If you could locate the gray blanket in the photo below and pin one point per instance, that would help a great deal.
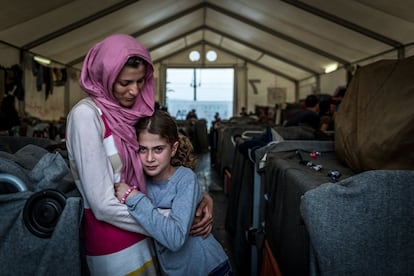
(363, 225)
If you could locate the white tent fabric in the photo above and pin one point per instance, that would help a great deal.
(294, 39)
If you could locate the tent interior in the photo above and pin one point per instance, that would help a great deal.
(281, 51)
(285, 44)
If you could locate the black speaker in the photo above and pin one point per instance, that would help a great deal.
(42, 211)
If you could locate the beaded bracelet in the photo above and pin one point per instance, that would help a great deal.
(123, 199)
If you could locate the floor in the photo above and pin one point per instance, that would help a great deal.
(212, 182)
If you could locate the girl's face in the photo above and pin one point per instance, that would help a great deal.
(129, 84)
(156, 154)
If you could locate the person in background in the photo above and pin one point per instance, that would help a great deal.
(168, 208)
(192, 115)
(243, 112)
(327, 112)
(308, 116)
(117, 76)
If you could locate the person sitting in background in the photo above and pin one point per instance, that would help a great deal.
(243, 112)
(192, 115)
(327, 115)
(308, 116)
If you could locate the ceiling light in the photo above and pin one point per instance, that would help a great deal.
(41, 60)
(194, 56)
(211, 55)
(331, 67)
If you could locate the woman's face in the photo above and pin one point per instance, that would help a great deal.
(129, 84)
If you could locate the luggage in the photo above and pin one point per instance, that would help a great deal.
(374, 127)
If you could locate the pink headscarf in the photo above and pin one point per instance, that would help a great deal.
(100, 70)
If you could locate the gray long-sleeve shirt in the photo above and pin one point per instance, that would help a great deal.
(167, 213)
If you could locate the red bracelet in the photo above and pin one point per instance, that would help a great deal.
(123, 199)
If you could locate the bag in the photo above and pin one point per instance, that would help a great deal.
(374, 127)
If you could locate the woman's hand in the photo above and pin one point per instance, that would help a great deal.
(203, 221)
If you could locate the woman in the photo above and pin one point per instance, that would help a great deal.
(117, 75)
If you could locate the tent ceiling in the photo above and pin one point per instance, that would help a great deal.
(294, 39)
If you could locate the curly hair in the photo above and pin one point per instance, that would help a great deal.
(162, 124)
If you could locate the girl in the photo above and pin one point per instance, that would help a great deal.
(173, 193)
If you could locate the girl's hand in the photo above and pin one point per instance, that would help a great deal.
(203, 221)
(121, 190)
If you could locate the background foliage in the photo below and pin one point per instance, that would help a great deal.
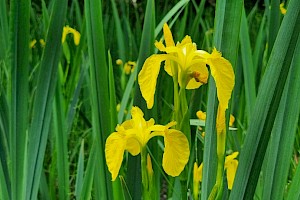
(60, 101)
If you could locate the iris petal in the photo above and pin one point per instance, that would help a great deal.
(114, 150)
(176, 153)
(223, 74)
(231, 171)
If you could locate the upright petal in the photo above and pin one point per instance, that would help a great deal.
(231, 171)
(222, 71)
(177, 152)
(199, 75)
(168, 36)
(114, 151)
(231, 165)
(148, 76)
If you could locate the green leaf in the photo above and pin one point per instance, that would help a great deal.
(19, 62)
(42, 107)
(248, 69)
(99, 90)
(226, 35)
(80, 172)
(283, 133)
(268, 98)
(294, 192)
(61, 145)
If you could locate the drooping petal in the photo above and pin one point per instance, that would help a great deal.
(176, 153)
(168, 68)
(114, 151)
(231, 165)
(231, 171)
(168, 36)
(221, 120)
(222, 72)
(148, 76)
(201, 115)
(199, 75)
(198, 172)
(160, 46)
(231, 157)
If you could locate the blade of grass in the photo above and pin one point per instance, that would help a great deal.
(248, 69)
(266, 106)
(99, 95)
(181, 4)
(134, 168)
(274, 23)
(227, 26)
(61, 148)
(119, 32)
(288, 130)
(4, 140)
(294, 191)
(89, 174)
(117, 188)
(3, 184)
(19, 61)
(4, 31)
(80, 172)
(44, 188)
(42, 107)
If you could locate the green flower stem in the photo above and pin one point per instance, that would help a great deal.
(217, 190)
(145, 181)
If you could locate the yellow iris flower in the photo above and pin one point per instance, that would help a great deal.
(189, 64)
(133, 135)
(282, 9)
(230, 166)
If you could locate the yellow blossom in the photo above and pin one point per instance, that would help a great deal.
(42, 42)
(133, 135)
(282, 9)
(197, 179)
(32, 43)
(230, 166)
(149, 166)
(129, 67)
(119, 62)
(201, 115)
(76, 34)
(189, 64)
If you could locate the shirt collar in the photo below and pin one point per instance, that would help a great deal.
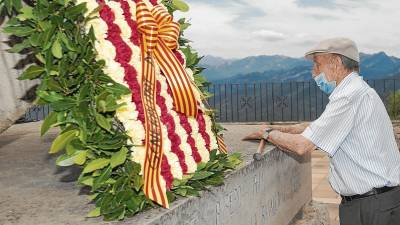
(343, 84)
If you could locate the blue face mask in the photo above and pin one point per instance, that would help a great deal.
(325, 85)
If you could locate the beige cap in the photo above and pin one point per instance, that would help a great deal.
(341, 46)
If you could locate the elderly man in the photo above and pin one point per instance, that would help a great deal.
(355, 131)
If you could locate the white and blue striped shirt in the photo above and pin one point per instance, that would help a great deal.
(356, 132)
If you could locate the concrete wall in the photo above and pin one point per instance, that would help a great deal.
(35, 191)
(268, 192)
(14, 95)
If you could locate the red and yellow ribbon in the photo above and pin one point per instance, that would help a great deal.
(159, 37)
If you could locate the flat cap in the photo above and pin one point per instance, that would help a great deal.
(341, 46)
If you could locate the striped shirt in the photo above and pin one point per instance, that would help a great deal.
(356, 132)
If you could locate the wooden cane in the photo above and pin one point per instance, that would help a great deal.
(260, 150)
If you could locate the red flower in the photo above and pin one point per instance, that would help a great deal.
(169, 122)
(202, 129)
(166, 172)
(179, 56)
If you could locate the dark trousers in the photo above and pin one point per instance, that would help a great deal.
(381, 209)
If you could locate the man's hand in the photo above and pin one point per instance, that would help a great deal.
(256, 135)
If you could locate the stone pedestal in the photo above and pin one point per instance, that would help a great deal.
(15, 95)
(34, 191)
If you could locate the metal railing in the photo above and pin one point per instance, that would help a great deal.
(263, 101)
(286, 101)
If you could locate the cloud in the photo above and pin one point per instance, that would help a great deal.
(239, 28)
(269, 35)
(316, 3)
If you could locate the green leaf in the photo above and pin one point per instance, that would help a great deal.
(80, 157)
(215, 181)
(103, 122)
(73, 12)
(201, 175)
(119, 157)
(181, 191)
(48, 122)
(20, 31)
(32, 72)
(100, 180)
(67, 42)
(88, 181)
(180, 5)
(20, 46)
(63, 104)
(94, 213)
(49, 96)
(65, 160)
(61, 140)
(96, 164)
(118, 89)
(25, 13)
(56, 49)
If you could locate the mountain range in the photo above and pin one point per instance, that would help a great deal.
(278, 68)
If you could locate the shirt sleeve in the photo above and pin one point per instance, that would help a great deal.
(332, 127)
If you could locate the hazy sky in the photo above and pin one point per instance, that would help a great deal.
(239, 28)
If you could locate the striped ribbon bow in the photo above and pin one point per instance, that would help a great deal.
(159, 37)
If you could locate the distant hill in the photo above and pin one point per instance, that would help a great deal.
(282, 68)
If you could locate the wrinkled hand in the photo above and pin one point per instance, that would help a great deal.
(258, 134)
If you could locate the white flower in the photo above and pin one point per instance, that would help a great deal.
(138, 156)
(120, 19)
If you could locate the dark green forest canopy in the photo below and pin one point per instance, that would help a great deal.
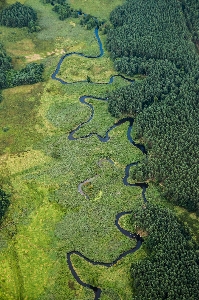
(17, 15)
(171, 269)
(151, 38)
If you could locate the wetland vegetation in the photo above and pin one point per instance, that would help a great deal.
(43, 216)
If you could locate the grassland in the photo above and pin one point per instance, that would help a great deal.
(41, 169)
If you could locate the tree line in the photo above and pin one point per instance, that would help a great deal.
(171, 268)
(64, 10)
(155, 41)
(19, 15)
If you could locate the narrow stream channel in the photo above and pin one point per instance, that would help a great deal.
(97, 291)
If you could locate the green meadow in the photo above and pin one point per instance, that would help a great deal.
(41, 169)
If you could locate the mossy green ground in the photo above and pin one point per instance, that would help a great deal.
(41, 169)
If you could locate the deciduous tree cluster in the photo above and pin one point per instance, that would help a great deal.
(17, 15)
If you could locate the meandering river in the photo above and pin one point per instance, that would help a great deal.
(97, 291)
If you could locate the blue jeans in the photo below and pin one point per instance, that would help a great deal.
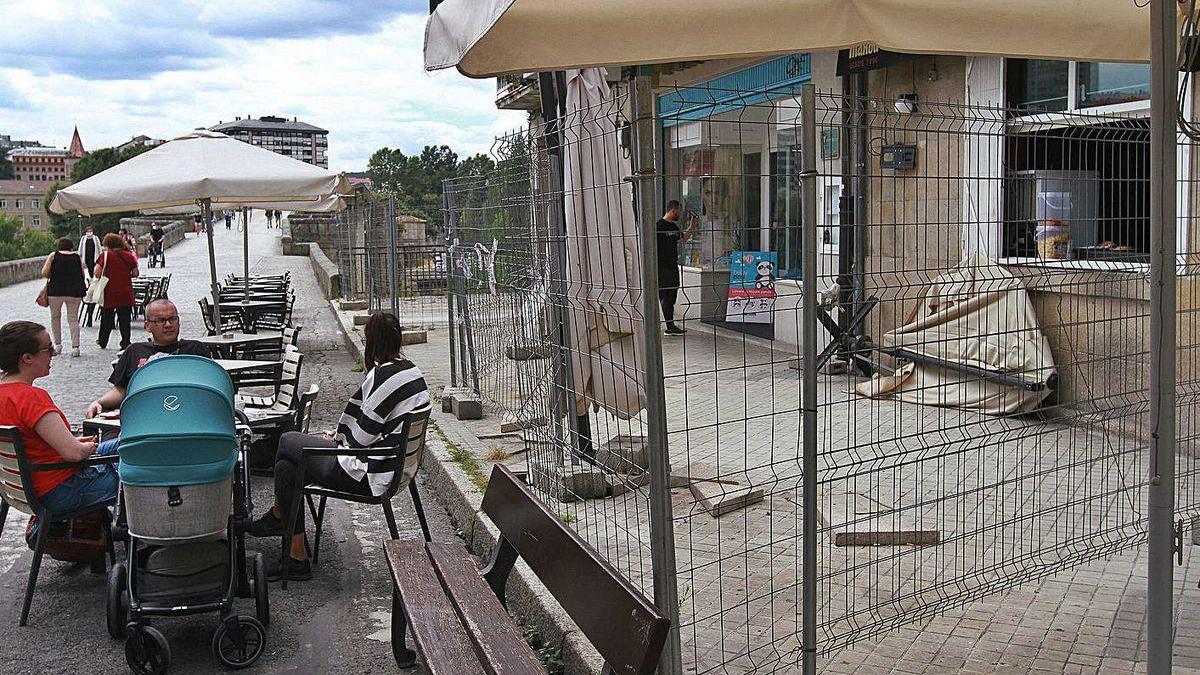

* [Goal of the exercise] Return every row above that contains the word "flower", copied in full.

* [Task output]
If you could locate the green flower stem in the photo above and pin one point per instance, that would help a great deal.
If you could locate the yellow iris flower in the photo above and pin one point per instance, that would help a great deal.
If you could locate the red flower in the photo above and pin one point per instance, that would help a great deal.
If you could locate the white flower in the photo above and pin one point per instance, that would help a great deal.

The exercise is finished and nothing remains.